Data excerpts:
——
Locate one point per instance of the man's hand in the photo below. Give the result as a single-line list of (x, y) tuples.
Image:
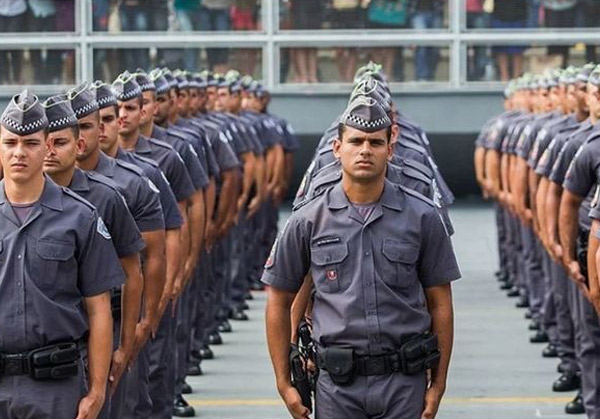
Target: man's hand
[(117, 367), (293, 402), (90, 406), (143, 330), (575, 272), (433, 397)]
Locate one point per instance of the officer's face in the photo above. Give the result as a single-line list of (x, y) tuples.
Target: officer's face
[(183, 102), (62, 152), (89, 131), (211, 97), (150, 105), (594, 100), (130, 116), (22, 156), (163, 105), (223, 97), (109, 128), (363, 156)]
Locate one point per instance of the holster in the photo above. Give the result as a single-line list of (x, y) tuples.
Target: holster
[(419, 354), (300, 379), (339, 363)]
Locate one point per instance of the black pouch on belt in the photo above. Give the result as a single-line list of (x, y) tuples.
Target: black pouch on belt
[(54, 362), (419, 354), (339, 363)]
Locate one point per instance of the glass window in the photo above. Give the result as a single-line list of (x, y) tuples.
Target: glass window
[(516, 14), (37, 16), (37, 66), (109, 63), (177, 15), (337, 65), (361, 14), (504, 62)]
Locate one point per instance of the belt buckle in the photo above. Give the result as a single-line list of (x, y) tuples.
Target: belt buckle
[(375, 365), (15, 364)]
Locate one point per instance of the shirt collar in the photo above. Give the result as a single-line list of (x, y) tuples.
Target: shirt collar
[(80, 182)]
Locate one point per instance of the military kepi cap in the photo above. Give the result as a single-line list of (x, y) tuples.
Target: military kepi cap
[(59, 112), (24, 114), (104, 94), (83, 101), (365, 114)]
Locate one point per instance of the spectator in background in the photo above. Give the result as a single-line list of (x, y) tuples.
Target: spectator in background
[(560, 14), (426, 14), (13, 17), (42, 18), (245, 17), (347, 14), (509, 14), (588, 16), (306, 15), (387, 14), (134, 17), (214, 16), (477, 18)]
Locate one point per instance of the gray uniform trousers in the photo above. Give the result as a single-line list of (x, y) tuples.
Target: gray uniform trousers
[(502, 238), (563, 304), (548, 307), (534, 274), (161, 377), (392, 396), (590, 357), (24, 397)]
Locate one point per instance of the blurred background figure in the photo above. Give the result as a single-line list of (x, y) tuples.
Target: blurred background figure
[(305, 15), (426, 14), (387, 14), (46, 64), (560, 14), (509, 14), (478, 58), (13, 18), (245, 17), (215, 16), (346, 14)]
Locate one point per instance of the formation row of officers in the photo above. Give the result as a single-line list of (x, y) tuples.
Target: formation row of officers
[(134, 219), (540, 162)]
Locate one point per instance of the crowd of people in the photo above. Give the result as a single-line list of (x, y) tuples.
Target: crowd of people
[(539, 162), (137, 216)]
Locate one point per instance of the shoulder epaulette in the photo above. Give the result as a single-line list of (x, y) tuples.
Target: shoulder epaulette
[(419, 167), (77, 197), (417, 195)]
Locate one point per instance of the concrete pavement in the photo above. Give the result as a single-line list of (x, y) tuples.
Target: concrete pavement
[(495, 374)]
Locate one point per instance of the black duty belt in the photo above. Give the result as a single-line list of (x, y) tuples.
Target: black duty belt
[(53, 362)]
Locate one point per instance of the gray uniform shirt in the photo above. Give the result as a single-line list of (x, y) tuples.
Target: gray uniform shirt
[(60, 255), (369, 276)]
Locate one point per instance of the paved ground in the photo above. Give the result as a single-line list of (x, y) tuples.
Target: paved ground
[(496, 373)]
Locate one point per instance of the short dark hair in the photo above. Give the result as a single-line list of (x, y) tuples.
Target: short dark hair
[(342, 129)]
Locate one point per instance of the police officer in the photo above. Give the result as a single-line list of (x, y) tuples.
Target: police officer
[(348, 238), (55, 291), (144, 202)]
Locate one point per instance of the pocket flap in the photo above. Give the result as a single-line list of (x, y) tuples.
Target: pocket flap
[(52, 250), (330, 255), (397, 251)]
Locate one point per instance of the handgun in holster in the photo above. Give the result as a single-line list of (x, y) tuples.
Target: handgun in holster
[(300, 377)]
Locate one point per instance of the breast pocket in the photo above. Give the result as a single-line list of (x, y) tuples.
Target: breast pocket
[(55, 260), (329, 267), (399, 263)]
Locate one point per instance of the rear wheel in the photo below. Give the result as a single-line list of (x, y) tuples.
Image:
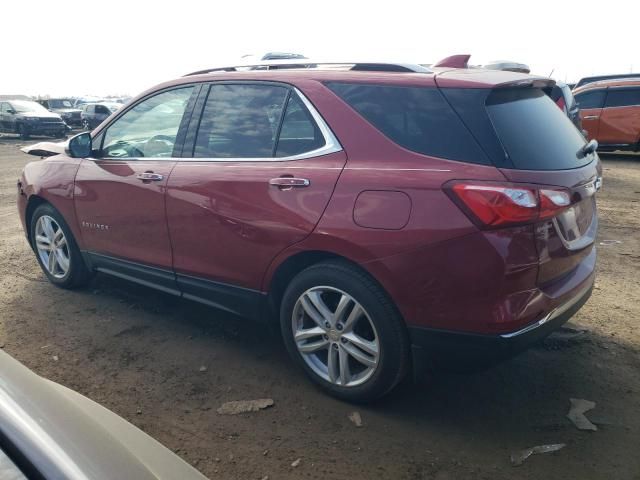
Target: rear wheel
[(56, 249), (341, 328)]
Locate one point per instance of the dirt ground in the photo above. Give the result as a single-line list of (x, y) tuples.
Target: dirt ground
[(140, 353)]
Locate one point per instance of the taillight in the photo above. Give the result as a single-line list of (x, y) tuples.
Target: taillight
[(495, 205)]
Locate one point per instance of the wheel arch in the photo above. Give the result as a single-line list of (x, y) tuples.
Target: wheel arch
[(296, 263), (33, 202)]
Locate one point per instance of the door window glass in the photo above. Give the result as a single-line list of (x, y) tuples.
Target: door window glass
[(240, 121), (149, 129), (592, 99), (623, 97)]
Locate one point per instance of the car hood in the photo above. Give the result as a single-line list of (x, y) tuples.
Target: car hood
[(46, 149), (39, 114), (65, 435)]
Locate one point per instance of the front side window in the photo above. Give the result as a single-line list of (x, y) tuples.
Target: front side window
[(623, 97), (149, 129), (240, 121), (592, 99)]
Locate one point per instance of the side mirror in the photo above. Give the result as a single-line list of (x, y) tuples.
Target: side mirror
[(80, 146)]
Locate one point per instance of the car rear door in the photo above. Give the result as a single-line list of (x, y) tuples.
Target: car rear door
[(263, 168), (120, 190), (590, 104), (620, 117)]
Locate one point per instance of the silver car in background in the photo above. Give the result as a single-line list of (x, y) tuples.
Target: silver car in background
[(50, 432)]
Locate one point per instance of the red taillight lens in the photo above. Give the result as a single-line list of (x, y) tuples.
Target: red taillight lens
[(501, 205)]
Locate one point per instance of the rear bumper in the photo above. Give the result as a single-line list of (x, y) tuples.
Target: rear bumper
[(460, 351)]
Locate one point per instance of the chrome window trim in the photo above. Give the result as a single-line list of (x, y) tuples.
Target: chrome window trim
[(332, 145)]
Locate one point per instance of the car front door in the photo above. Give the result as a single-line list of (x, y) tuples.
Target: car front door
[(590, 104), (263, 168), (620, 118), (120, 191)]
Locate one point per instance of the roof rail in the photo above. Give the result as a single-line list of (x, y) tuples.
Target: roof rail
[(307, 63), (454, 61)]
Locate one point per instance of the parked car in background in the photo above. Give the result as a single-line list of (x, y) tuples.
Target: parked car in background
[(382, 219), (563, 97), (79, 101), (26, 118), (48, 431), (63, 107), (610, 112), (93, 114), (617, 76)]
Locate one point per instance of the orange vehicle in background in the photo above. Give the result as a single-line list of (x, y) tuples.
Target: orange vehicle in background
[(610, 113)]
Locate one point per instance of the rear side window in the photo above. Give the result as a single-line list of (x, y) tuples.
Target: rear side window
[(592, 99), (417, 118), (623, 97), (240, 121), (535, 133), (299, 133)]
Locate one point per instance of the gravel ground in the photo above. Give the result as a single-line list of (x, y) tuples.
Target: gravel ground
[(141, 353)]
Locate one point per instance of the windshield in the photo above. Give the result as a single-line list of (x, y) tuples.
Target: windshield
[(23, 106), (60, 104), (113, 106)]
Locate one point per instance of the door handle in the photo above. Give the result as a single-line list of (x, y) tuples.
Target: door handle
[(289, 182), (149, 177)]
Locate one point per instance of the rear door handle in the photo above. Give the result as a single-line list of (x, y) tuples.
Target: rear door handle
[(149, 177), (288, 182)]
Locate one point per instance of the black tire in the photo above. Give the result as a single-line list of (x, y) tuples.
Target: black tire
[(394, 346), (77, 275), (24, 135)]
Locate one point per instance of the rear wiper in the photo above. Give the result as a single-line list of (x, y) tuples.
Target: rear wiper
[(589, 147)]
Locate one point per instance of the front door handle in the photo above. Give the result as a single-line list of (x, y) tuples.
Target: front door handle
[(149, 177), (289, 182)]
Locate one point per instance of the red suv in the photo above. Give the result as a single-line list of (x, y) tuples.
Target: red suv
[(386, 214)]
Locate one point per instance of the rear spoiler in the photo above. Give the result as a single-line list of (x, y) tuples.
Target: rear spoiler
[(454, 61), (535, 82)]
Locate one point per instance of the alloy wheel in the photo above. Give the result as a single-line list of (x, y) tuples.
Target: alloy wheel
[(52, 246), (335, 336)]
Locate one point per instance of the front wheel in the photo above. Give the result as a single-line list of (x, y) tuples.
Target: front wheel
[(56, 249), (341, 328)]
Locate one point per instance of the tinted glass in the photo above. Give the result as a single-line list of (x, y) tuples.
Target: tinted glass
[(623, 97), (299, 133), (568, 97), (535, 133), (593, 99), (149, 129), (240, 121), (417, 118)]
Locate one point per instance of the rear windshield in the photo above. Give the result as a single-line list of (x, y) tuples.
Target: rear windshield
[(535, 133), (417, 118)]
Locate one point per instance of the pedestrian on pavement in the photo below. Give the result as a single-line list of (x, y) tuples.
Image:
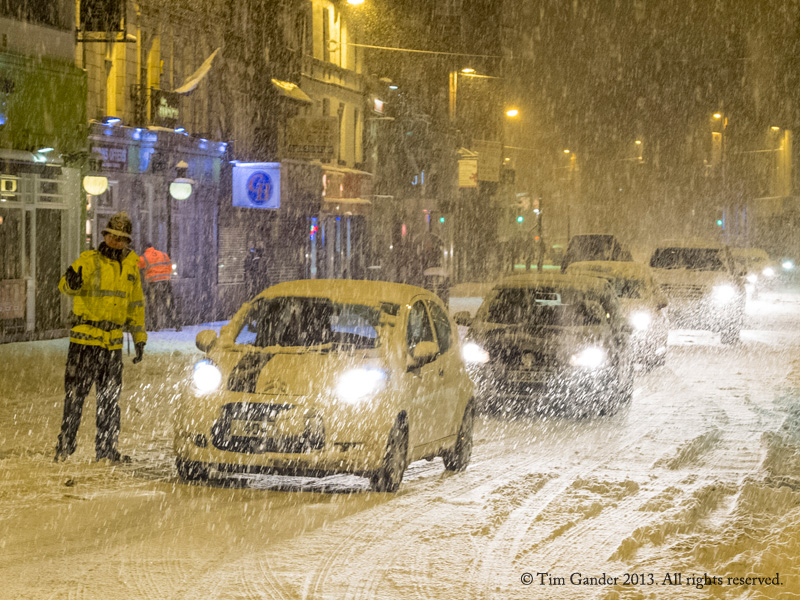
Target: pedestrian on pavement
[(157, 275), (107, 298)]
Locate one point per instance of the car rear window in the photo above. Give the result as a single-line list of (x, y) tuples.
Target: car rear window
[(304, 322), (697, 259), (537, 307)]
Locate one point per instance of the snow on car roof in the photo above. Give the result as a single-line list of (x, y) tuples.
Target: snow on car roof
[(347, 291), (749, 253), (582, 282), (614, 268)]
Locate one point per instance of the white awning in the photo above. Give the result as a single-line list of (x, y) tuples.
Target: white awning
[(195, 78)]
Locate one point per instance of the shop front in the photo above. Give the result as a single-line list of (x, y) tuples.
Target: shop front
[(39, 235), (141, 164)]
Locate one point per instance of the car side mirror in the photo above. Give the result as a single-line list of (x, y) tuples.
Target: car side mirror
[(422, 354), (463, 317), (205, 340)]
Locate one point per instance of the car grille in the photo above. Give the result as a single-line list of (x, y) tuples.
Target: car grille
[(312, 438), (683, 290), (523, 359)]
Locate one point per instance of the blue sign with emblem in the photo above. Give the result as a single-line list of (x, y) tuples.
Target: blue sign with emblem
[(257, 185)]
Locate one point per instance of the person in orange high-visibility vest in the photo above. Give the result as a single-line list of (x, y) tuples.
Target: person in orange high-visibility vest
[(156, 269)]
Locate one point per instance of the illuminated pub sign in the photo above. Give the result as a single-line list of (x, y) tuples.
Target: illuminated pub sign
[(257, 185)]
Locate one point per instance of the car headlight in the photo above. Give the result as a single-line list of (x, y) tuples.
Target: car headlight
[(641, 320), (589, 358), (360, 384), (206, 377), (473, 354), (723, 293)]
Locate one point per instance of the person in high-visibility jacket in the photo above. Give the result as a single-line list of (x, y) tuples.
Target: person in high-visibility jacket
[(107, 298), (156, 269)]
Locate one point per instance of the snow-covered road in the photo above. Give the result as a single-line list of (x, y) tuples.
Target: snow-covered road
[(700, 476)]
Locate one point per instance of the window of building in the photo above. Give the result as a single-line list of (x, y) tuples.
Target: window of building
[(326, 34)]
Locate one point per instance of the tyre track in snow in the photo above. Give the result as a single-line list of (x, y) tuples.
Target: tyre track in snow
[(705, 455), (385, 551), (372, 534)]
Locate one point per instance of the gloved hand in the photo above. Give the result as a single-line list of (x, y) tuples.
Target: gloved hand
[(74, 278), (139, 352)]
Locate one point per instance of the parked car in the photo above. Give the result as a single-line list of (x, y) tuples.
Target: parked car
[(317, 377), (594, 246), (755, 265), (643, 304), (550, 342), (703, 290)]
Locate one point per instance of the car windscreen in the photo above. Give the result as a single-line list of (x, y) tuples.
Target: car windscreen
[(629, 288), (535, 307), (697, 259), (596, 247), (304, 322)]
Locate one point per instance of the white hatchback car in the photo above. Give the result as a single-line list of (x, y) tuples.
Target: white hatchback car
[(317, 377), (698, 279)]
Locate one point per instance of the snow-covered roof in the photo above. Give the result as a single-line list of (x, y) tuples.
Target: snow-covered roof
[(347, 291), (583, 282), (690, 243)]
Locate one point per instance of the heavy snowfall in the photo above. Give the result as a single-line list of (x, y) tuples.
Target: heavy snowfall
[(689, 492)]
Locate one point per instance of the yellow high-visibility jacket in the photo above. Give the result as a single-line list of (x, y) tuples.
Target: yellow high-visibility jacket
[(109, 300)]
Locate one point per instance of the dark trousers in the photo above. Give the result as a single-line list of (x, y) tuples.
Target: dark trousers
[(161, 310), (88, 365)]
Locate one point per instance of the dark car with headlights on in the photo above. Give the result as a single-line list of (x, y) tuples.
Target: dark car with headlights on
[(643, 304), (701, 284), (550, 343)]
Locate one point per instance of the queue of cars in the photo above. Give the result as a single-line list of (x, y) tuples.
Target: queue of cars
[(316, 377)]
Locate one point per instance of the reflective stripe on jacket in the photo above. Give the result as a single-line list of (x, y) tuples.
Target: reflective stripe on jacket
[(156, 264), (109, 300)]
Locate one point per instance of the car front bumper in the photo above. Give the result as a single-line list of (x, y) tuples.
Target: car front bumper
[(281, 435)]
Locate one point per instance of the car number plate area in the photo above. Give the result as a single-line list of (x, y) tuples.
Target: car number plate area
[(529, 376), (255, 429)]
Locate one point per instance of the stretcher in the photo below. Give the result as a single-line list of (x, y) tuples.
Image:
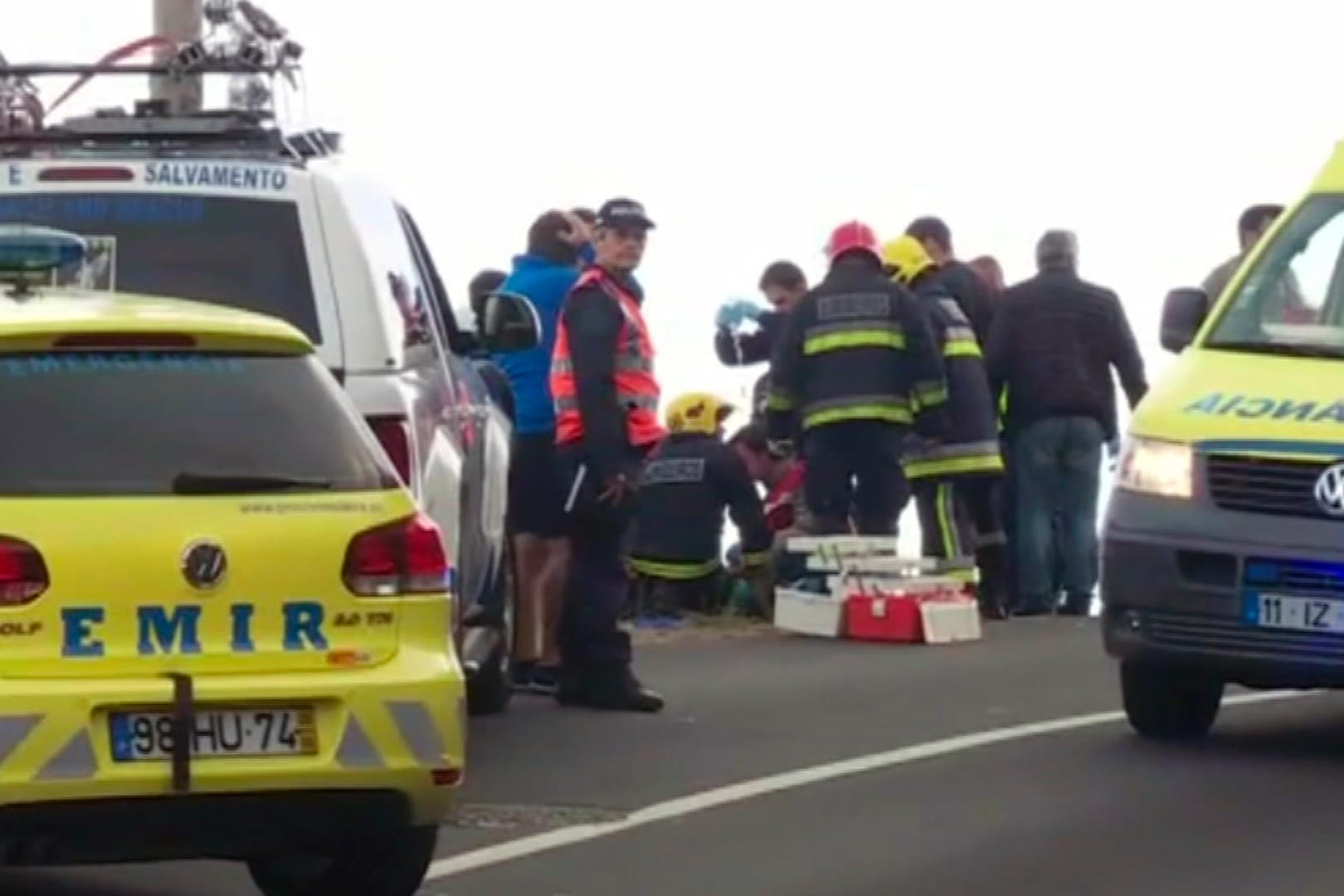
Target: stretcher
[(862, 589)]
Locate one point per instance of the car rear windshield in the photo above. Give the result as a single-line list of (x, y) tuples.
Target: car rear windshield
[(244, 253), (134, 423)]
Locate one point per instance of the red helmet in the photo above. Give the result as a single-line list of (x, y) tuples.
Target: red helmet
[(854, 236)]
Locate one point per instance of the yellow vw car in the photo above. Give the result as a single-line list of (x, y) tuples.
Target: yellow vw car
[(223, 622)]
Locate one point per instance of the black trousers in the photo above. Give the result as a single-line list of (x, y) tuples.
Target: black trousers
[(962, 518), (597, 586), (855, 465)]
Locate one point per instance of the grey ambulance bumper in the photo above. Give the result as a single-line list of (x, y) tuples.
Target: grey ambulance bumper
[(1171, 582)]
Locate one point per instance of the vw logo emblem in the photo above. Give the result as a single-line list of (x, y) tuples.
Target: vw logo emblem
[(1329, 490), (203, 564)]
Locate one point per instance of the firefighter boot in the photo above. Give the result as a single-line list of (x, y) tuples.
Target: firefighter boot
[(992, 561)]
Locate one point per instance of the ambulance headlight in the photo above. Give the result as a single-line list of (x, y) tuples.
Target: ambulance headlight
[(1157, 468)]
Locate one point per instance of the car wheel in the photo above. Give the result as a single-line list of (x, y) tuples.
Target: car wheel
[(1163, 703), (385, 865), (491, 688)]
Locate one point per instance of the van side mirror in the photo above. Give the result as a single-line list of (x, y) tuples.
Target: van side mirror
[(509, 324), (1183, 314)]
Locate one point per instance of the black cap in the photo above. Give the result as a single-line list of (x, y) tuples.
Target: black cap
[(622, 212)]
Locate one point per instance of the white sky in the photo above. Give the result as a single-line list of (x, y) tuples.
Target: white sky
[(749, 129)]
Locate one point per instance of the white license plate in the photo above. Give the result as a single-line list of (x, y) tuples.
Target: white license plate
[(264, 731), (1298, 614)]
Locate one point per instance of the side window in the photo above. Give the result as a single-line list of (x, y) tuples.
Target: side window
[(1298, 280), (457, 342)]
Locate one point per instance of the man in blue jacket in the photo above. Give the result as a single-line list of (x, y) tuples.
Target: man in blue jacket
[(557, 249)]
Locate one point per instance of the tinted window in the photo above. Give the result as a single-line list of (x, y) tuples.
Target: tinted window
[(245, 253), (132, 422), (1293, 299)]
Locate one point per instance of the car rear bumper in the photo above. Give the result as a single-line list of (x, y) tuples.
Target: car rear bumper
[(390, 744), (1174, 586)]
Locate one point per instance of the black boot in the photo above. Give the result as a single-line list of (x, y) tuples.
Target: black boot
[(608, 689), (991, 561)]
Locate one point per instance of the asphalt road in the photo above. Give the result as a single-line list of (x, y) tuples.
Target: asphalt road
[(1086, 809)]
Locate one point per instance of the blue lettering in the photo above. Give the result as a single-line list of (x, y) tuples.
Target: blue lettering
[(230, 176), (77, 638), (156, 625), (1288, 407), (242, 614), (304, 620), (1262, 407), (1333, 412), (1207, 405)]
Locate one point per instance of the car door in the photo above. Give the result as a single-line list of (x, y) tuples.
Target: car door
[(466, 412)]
——
■ About this exercise: Search the entries for the string "below" and collect each line that has it.

■ Answer to the exercise:
Locate one point per instance of the man's hand in the photo below. Give the result as a single-line list of (x, y) tuples.
Locate one point per instance of the rear wheel in the photo below. Give the result as a single-line list of (x, y) tuples.
Locate one point per instance of the pedestrian on pavement in the photo below. Give the result as a single-line list of (x, y) tuples.
Locate one point per instance of the stretcher in the photo below. Give the result as a single-line list of (x, y) tuples.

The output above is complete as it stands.